_Document extract:_
# Late 1970's Skipper 17' Dayboat



## scurvy (Jul 24, 2006)

Hey Folks!

I just sold our 27' Albin Vega and are considering moving down to a daysailer. I found one of these (early model 17' skipper dayboat...looks like 1960's not 70's) near my home and was wondering if anyone out there has had any experiences with this boat or be able to share some information on the sailing characteristics, craftsmanship, and quirks of this boat.

Looks like a nice big cockpit (close to 7' long) and small cuddy cabin for storing jackets, stove, ice cooler, etc...

I have two small children that will require a decent amount of space above deck and I can't have a heavy boat as I am now towing with a Honda Civic (900lbs) Max!

I was also wondering how long it takes to drop it in the water, raise the mast, rig it and go?

History

Any information on this little boat is greatly appreciated!
Fair Winds
Chris


----------



## MikeAR (Aug 28, 2008)

There is a skipper group among the Yahoo groups.
skipper20 : Skipper 20 Online Yacht Club

This site: Skipper Sailboat Years has some more incidental info. If memory serves, I was looking at one before, they use cement in the shoal keel.


----------



## scurvy (Jul 24, 2006)

Thanks Mike!

I will try them and see.
Regards
Chris


----------



## MikeAR (Aug 28, 2008)

Glad to help. I am afraid it's too heavy for you to tow with that Honda.


----------



## scurvy (Jul 24, 2006)

I think you're right!


----------



## gweller (May 19, 2009)

I think you've all got it wrong. The Skipper 17 dayboat only weighs 780 lbs. There is a dedicated UK website. Some nice pictures there, too. As this is my first post on this forum the webmaster won't allow me to quote the actual web link.


----------



## gweller (May 19, 2009)

This is my second post. I'll try to put the link in the next one.


----------



## gweller (May 19, 2009)

This is my third post, so perhaps I will be allowed to put the link in now. It is The Skipper 17 Trailer-Sailer Website.

_Instructions for the task:_ Continue the forum thread about the Skipper 17 dayboat from its last post. The material after this thread is separate from it.

_Collected data:_

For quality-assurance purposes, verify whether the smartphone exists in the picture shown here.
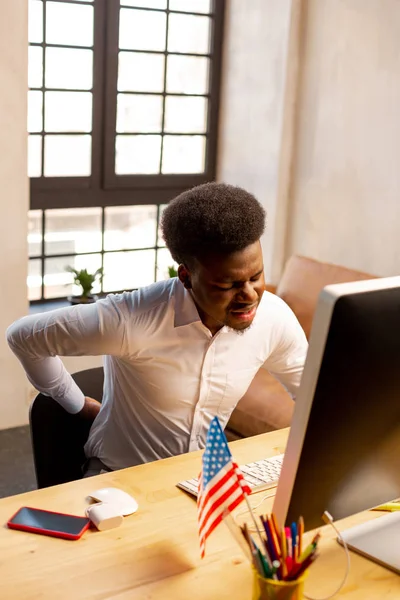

_Response:_
----------



## scurvy (Jul 24, 2006)

Thanks gweller!

The boat is about 780 give or take and the trailer is close to 200lbs as well...so the total weight of the boat and trailer will be too heavy for my little put put civic!

thanks so much for the link. The boat we were considering is on that second page.

I think we are going to go with an AMF Sunbird (1978). they are 200 lbs lighter, smaller trailer, easier to set up and take down which is really what we are looking for.

thanks again!
Fair Winds
Chris


----------



## CalebD (Jan 11, 2008)

Since I have never rigged or sailed on a Skipper 17' I was holding my tongue. It looks like an interesting boat with a good fan base in England where some folks spend the night on them. 
Older boats may have slightly heavier spars (mast & boom) then some newer boats so I am not sure if it is easy to rig single handed.
Since you are considering a lighter boat I would check out the O'Day Day Sailors (17') if sleeping on the boat is not a priority for you.
The AMF Sunbird appears to have a small cabin like the Skipper 17.


----------



## freddyray (Aug 11, 2008)

I have one. My wife and I are beginning sailors just last year and can rig it and have it in the water in about a half an hour.










we tow our with our Volvo no problem.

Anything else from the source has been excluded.